Our Man in Zambiland:

How Col. Bruce Hampton and the ARU
Helped Start the Jamband Revolution

by Rob Johnson

It is easy to forget, in today's fertile jamband climate, that as recently as twelve years ago, there was no such thing as a "jamband." There was the Grateful Dead, of course, but regardless of what anyone says now, in 1988 the Dead were looked at as a curious anachronism, not the forerunner of a whole new genre of music. The music of the 80's had been dominated by nightmarish abominations such as The Thompson Twins and Boy George, and there was no compelling reason to suspect that the 90's would be any different.

By the time the late 80's rolled around, it would have been easy to write Bruce Hampton off as a curious relic of a bygone age. Since he had first come to prominence as a member of the amazing, and amazingly odd, Hampton Grease Band in the late 60's and early 70's, Bruce had become a sort of well-kept local secret in Atlanta. Through excellent, if little-known, bands like the Late Bronze Age, he continued to gather a devoted cult following, but his relentlessly unorthodox musical vision seemed to guarantee that he would remain a fairly marginal figure.

+---+

__REQUEST 1__
Answer these questions from the Bruce Hampton article, one line each:
(a) In what year were the Grateful Dead seen as a curious anachronism?
(b) Which band first brought Bruce Hampton to prominence?
(c) In which city did he become a well-kept local secret?
__REQUEST 2__
Please turn the paragraph of the Bruce Hampton article beginning "By the time the late 80's rolled around" into a short bulleted list that keeps its main facts.
__REQUEST 3__
Carry on the Bruce Hampton article from its last sentence.
This data comes from a different source than the Bruce Hampton article.

(Segmentation data)
+---+

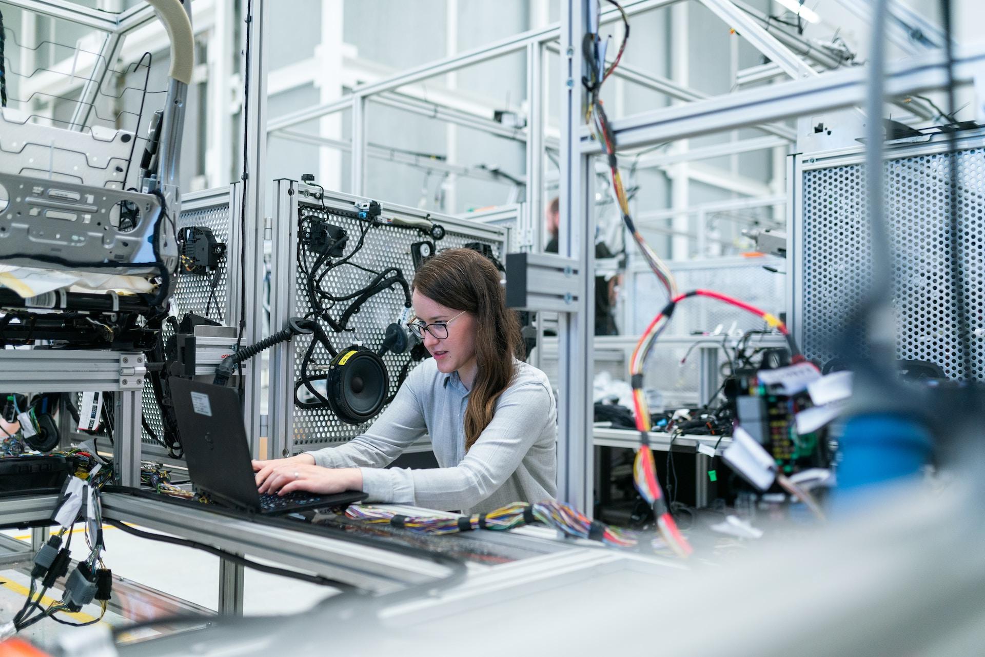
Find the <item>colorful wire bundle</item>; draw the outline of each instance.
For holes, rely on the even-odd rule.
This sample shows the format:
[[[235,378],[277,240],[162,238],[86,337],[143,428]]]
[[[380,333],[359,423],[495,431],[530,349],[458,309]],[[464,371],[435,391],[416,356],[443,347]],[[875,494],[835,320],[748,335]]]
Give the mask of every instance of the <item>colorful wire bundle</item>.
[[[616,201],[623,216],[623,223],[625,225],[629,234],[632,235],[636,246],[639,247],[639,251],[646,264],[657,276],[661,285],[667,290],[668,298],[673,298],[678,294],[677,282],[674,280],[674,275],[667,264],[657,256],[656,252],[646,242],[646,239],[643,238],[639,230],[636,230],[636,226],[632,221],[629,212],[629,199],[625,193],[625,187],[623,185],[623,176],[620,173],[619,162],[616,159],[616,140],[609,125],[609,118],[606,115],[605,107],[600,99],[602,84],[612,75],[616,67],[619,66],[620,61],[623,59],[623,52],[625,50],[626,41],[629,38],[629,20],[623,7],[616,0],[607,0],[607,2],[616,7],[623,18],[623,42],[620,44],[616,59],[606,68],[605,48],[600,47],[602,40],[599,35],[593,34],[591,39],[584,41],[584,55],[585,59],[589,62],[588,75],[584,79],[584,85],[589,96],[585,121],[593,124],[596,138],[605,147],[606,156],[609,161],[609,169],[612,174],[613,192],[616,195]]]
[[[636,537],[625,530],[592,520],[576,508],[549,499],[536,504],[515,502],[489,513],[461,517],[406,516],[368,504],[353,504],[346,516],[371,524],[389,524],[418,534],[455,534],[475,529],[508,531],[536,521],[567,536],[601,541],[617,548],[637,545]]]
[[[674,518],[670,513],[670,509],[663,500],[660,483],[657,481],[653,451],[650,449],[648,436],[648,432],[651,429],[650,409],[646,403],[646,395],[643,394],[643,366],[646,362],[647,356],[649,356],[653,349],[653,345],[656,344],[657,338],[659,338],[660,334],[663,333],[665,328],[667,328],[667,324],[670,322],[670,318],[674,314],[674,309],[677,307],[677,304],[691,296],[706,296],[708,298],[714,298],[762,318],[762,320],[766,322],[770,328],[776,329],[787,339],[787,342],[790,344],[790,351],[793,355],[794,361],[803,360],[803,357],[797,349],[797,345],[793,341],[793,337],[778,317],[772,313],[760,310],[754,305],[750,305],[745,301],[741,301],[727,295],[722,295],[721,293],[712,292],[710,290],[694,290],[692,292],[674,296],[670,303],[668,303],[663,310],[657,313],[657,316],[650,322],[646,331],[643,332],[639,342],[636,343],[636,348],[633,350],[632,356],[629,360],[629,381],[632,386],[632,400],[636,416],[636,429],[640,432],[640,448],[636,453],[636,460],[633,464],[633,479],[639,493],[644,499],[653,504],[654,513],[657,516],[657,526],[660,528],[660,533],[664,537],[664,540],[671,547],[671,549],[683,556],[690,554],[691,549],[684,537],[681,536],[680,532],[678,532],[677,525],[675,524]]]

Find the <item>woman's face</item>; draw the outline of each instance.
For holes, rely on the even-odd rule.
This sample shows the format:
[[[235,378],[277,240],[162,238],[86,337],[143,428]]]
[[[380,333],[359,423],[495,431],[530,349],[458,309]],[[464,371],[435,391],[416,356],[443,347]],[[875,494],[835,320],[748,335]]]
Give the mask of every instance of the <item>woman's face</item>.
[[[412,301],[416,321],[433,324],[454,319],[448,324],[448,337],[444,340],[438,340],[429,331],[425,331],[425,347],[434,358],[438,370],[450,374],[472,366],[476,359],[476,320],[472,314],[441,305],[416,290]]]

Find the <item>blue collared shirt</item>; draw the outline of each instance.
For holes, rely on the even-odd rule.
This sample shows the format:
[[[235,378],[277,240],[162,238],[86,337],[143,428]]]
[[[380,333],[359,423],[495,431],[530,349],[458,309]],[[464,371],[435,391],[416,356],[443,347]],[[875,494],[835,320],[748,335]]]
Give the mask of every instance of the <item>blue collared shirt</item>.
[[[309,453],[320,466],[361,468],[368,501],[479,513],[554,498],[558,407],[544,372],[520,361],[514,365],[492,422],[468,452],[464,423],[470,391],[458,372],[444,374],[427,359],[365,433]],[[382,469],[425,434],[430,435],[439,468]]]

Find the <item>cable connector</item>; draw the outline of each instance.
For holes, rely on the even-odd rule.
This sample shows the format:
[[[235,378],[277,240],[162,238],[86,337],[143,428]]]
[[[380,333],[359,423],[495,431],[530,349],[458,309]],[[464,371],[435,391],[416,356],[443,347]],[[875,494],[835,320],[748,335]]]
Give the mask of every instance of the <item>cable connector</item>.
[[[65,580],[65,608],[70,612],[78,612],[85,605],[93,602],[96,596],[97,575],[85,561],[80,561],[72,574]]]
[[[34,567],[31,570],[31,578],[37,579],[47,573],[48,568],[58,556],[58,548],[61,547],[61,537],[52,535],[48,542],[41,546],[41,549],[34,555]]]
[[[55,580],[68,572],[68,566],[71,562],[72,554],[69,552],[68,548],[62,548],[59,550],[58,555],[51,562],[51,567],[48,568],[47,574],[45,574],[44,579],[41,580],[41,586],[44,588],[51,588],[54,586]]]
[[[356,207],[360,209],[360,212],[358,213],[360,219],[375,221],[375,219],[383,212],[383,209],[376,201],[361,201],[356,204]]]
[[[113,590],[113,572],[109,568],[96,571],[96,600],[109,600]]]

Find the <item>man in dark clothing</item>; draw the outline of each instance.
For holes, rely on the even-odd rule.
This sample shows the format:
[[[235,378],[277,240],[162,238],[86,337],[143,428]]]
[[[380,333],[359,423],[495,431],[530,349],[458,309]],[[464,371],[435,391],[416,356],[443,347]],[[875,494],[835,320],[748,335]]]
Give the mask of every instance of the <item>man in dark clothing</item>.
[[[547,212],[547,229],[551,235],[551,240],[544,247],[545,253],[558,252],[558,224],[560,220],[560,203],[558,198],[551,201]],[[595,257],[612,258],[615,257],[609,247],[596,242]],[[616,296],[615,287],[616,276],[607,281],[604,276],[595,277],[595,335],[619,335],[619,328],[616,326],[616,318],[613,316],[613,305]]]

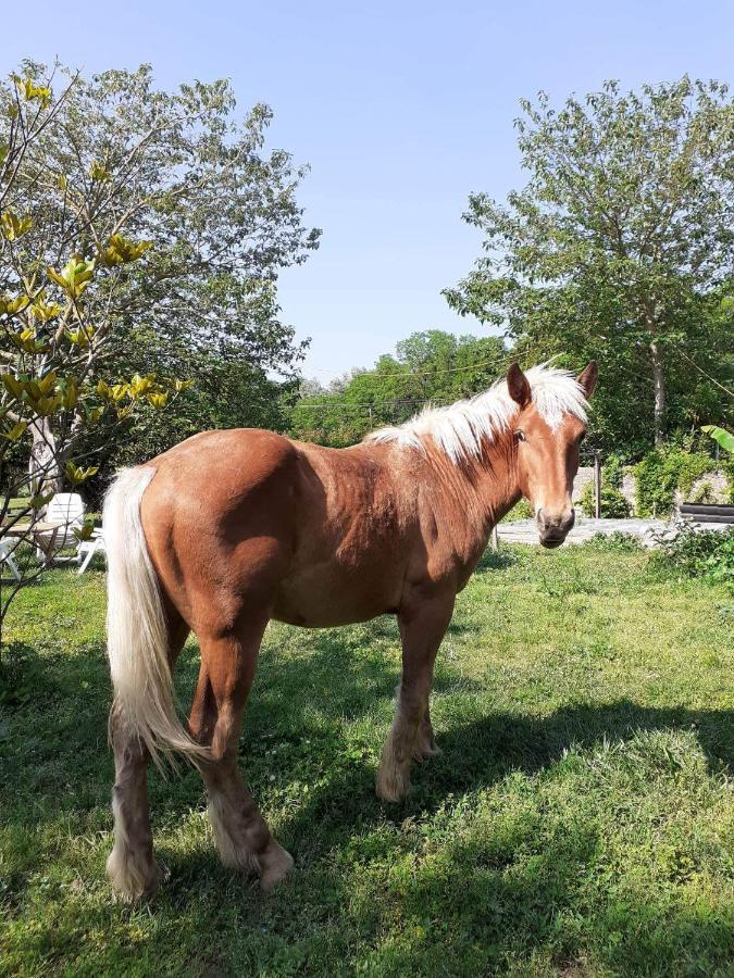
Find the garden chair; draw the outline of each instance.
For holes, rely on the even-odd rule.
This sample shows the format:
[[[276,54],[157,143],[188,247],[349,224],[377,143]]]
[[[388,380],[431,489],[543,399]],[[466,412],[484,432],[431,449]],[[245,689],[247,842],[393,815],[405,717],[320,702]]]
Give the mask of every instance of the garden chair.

+---+

__TASK RESPONSE 1__
(a) 1988
(b) The Hampton Grease Band
(c) Atlanta

__TASK RESPONSE 2__
- By the late 80's, Bruce Hampton could easily have been written off as a relic of a bygone age.
- He first came to prominence with the Hampton Grease Band in the late 60's and early 70's.
- He then became a well-kept local secret in Atlanta.
- Through bands like the Late Bronze Age, he kept gathering a devoted cult following.
- His unorthodox musical vision seemed to keep him a fairly marginal figure.

__TASK RESPONSE 3__
So, in retrospect, it seems all the more amazing that in a nondescript bar in the midst of the Deep South, a band of unknown musical alchemists would brew up a bizarre musical concoction that would blow minds and change lives from coast to coast…

MEETING OF THE MINDS

In a recent interview on Philzone.com, Jimmy Herring recalls the strange sequence of events that led up to the first time he played with Bruce Hampton. (For the benefit of the uninitiated, strange sequences of events ALWAYS seem to happen around Bruce, possibly due to his klezmatronic aura) John Bell of Widespread Panic had wandered into the Little 5 Points Pub one day and been astonished by the weird old redneck dude who created such powerful music. The first true acolyte of Zambi, he rushed to spread the word to others, including Jeff Sipe.

Sipe ran into Herring not long afterwards and told him he had to come check it out for himself. He said that playing with Bruce was "so liberating" and that was appealing to young Jimmy. Liberated is a mild way of describing the formless chaos that Bruce Hampton is capable of generating onstage. In the liner notes to Music To Eat, former Hampton Grease Band guitarist Harold Kelling claims that the HGB's main dynamic was "music vs. anti-music." Bruce was the anti-music, performing such bizarre and legendary feats as gargling peanut butter onstage, while Kelling and Glenn Phillips spun a web of guitar mastery around the weirdness and tension created by Bruce.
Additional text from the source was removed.